What you return must match the records word for word, except that images are dropped.
Start of Block
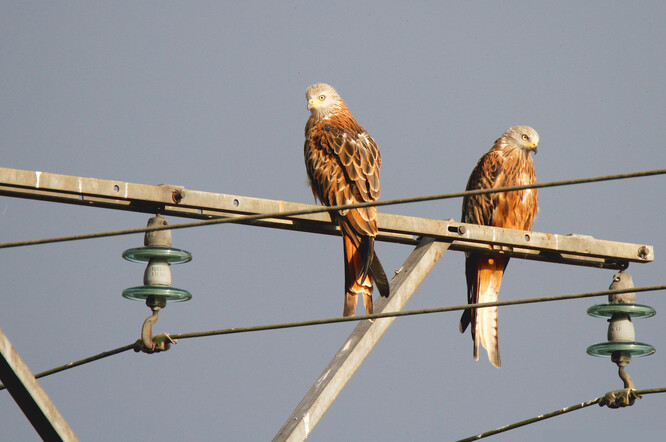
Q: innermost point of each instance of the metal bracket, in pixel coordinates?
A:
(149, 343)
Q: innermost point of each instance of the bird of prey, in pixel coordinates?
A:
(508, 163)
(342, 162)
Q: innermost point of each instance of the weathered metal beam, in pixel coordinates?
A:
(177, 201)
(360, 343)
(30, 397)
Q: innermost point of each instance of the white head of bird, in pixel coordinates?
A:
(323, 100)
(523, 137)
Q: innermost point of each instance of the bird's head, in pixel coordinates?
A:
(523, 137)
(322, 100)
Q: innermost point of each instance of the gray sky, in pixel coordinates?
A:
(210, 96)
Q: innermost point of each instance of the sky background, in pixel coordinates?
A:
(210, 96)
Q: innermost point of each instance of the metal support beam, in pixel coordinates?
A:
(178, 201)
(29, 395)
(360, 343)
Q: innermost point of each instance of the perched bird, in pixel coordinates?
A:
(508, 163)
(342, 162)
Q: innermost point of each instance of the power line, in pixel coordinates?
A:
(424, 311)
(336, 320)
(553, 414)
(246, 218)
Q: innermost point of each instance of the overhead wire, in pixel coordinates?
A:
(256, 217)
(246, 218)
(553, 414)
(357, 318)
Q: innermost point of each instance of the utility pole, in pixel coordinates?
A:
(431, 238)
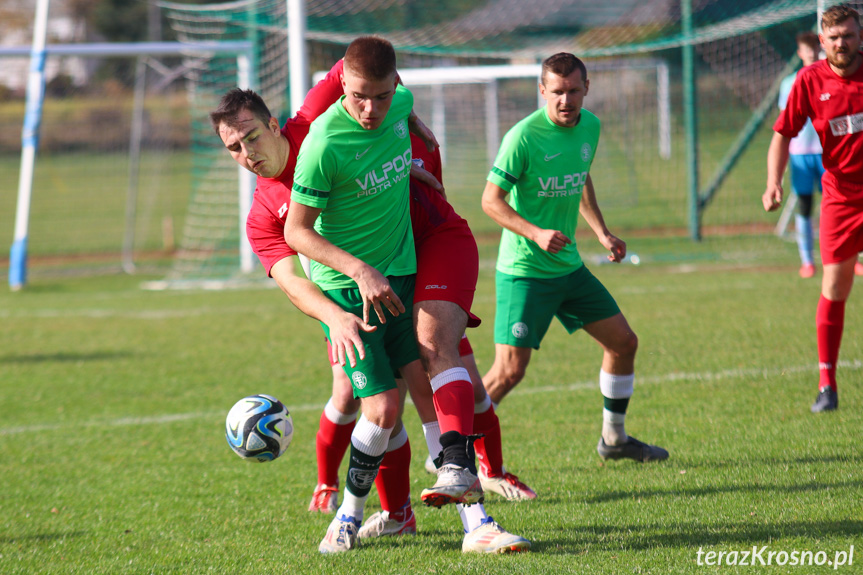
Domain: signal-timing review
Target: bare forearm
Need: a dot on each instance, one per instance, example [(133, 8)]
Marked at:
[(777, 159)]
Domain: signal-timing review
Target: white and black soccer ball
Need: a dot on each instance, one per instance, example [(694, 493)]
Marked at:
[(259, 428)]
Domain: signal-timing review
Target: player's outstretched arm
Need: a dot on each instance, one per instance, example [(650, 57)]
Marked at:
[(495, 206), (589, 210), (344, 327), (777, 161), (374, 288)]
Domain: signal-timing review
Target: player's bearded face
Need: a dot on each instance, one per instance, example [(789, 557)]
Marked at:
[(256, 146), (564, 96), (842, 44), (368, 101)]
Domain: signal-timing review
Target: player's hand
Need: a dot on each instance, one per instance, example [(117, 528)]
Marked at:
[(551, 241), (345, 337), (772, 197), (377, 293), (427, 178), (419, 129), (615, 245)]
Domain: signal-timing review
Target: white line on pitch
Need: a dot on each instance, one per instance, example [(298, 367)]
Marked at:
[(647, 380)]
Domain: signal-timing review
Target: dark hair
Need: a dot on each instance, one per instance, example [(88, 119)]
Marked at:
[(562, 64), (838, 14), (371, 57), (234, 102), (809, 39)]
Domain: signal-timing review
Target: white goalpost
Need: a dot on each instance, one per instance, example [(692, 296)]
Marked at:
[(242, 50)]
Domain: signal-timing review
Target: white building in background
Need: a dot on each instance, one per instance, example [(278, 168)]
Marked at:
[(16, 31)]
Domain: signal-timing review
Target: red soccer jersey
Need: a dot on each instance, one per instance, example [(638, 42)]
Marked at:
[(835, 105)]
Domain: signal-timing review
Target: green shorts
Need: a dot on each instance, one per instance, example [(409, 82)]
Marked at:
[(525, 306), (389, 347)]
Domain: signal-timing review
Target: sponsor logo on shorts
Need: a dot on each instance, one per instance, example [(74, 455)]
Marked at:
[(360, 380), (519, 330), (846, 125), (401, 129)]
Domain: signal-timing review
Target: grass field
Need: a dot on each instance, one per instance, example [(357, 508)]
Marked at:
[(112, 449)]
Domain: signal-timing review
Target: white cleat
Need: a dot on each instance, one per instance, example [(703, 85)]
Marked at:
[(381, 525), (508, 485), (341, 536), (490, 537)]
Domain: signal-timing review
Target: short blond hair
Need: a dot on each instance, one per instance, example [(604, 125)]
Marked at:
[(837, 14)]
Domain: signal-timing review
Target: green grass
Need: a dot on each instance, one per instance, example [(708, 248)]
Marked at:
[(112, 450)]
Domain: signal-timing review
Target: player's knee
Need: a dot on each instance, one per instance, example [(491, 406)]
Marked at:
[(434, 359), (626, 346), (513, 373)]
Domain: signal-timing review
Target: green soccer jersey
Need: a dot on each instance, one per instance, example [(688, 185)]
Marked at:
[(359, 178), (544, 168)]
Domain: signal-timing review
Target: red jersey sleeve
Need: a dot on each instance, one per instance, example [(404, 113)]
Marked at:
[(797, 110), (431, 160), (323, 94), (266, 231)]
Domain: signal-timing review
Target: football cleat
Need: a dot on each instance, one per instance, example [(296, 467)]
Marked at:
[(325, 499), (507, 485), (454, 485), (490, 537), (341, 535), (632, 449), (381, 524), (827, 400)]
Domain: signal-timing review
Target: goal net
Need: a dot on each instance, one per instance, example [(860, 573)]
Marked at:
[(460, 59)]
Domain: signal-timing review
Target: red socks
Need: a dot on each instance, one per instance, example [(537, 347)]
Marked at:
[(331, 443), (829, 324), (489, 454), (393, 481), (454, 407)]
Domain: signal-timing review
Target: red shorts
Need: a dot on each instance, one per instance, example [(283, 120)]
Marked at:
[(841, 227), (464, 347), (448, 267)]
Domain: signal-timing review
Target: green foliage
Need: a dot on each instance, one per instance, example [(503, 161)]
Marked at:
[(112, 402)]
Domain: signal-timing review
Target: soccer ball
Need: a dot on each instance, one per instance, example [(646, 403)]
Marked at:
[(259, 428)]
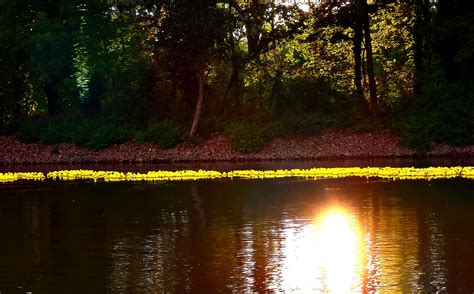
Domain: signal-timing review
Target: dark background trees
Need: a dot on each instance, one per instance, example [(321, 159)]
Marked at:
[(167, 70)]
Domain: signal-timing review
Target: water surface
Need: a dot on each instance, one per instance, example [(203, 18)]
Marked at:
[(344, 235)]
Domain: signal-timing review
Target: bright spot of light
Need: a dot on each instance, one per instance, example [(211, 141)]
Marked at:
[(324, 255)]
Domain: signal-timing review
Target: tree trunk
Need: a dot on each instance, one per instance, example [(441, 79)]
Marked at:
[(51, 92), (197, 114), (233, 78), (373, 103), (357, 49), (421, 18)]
End of Block
Solution for this problem –
Q: innermost point of each instance of the metal bracket, in pixel coordinates?
A:
(149, 343)
Q: innermost point of each instance of the bird of prey, in pixel coordinates?
A:
(508, 163)
(342, 162)
Q: innermost point of each instance of the weathered metal beam, in pixel coordinates?
A:
(177, 201)
(360, 343)
(30, 397)
Q: innermost point of each instance of the white head of bird, in pixel coordinates?
A:
(323, 100)
(523, 137)
Q: innermost point of each instance of the bird's head, in pixel coordinates?
A:
(523, 137)
(322, 100)
Q: innermost point of each instance of the gray sky, in pixel coordinates?
A:
(210, 96)
Q: innermost point of each instance of the sky background, in pixel coordinates?
A:
(210, 96)
Q: innermost point of each instance of the metal support beam, in pixel coordinates?
A:
(178, 201)
(29, 395)
(360, 343)
Q: innermost point of each instance of the perched bird, in pixel coordinates?
A:
(508, 163)
(342, 162)
Q: innermost point of each instance of the power line, in pixel coordinates?
A:
(424, 311)
(336, 320)
(553, 414)
(246, 218)
Q: innermost point of each instance of the overhead wire, in pixel coordinates?
A:
(256, 217)
(246, 218)
(553, 414)
(357, 318)
Q: innermost point of each instance of the utility pole, in pixel coordinates?
A:
(431, 238)
Domain: signal-timing review
Target: bare forearm
Need: a dot on each instance, one per instance, example [(133, 8)]
Marked at:
[(777, 159)]
Domain: signal-timing review
Target: white and black soccer ball
Need: a dot on each instance, one per instance, example [(694, 493)]
Marked at:
[(259, 428)]
Domain: signal-timing review
Target: player's outstretched arm
Need: a dot on each instance, one per instance, example [(650, 57)]
Marked at:
[(495, 206), (589, 210), (344, 327), (777, 161), (374, 288)]
Domain: signal-timing review
Target: player's bearded face
Need: a dot on each instance, one per instance, example [(789, 557)]
Marked at:
[(256, 146), (564, 96), (842, 44), (368, 101)]
Domain: signal-timing review
Target: player's hand
Need: a dot on each instance, one per instance, example [(117, 528)]
Marked at:
[(551, 241), (345, 337), (772, 197), (377, 293), (427, 178), (419, 129), (615, 245)]
Domain: signal-timing review
Target: white line on pitch
Need: a dot on each instance, one per instance, example [(298, 367)]
Marked at:
[(647, 380)]
Domain: signal-timing review
Target: dark hair
Need: a dot on each instance, one per instance, example [(88, 119)]
Marked at:
[(562, 64), (838, 14), (371, 57), (234, 102), (809, 39)]
Domain: signal-timing review
Target: white goalpost
Need: a dot on each instance, one per instance, example [(692, 296)]
Marked at:
[(242, 50)]
Domain: signal-timing review
Target: white building in background
Need: a dot on each instance, one per instance, example [(278, 168)]
Marked at:
[(16, 31)]
Domain: signal-timing review
Target: red soccer jersey
Need: a dot on each instance, one per instance, example [(638, 42)]
Marked at:
[(835, 105)]
Domain: signal-timing review
Target: green shorts
Need: a dot on each instance, one per instance, example [(409, 82)]
Marked at:
[(525, 306), (389, 347)]
Domain: signal-timing review
Target: sponsor logo on shorts
Need: a dot on each instance, one per instance, example [(74, 455)]
Marked at:
[(360, 380), (519, 330), (846, 125), (401, 129)]
Domain: signal-timing review
Target: grass field
Need: a dot on each instance, one per instance, example [(357, 508)]
Marked at:
[(112, 449)]
Domain: signal-timing review
Target: white cleat
Need: a dot on each instance, one per instance, example [(703, 85)]
Marked at:
[(381, 525), (508, 485), (341, 536), (490, 537)]
Domain: signal-timing review
Target: short blond hair
Need: a dot on each instance, one per instance, example [(604, 125)]
Marked at:
[(837, 14)]
Domain: signal-timing review
Target: green grass
Need: a dot on each instance, one per instance, example [(708, 248)]
Marked at:
[(112, 450)]
Domain: signal-timing review
Target: player's knee
Need: a dot on each instance, one per instance, example [(491, 406)]
Marked at:
[(434, 359), (626, 346), (513, 373)]
Domain: signal-timing review
Target: green soccer jersey
Need: a dot on each instance, one per instance, example [(688, 185)]
Marked at:
[(359, 178), (544, 168)]
Domain: signal-timing review
Target: red jersey sleeve
Need: a dot on each instance, one per instance, example [(404, 113)]
Marked at:
[(797, 110), (431, 160), (323, 94), (266, 231)]
Domain: signal-timing review
Target: football cleat
Need: a dot on each instance, one per instance, example [(296, 467)]
Marked at:
[(325, 499), (507, 485), (454, 485), (490, 537), (341, 535), (632, 449), (381, 524), (827, 400)]
Domain: signal-timing review
Target: goal net
Need: a dot on each instance, one per instance, example [(860, 573)]
Marked at:
[(460, 59)]
Domain: signal-timing review
Target: red socks
Need: a dot on each instance, one per instance, example [(537, 347)]
Marked at:
[(331, 443), (829, 324), (489, 454), (393, 481), (454, 407)]
Domain: signal-timing review
Target: red shorts
Need: a dot on each instance, one per instance, example [(283, 120)]
Marked at:
[(841, 227), (464, 347), (448, 267)]
Domain: signal-timing review
Target: green foliage
Need: a dot on each instance, one per instance, example [(503, 161)]
Marked at:
[(112, 402)]
Domain: signal-timing review
Target: soccer ball
Need: a dot on each instance, one per instance, example [(646, 403)]
Marked at:
[(259, 428)]
Domain: signal-timing review
Target: dark background trees
Need: a dot on each instance, one per instance, example [(321, 159)]
Marked at:
[(167, 70)]
Domain: signal-timing review
Target: water surface
Need: a dot on each instance, one per instance, example [(203, 18)]
Marked at:
[(344, 235)]
Domain: signal-timing review
Target: bright spot of light
Need: a dot on each instance, one per instance, example [(211, 141)]
Marked at:
[(324, 255)]
Domain: signal-timing review
Target: tree trunk
Need: a dot on each instance, one per instance, example [(441, 79)]
Marked at:
[(51, 92), (197, 114), (233, 78), (373, 103), (357, 49), (421, 18)]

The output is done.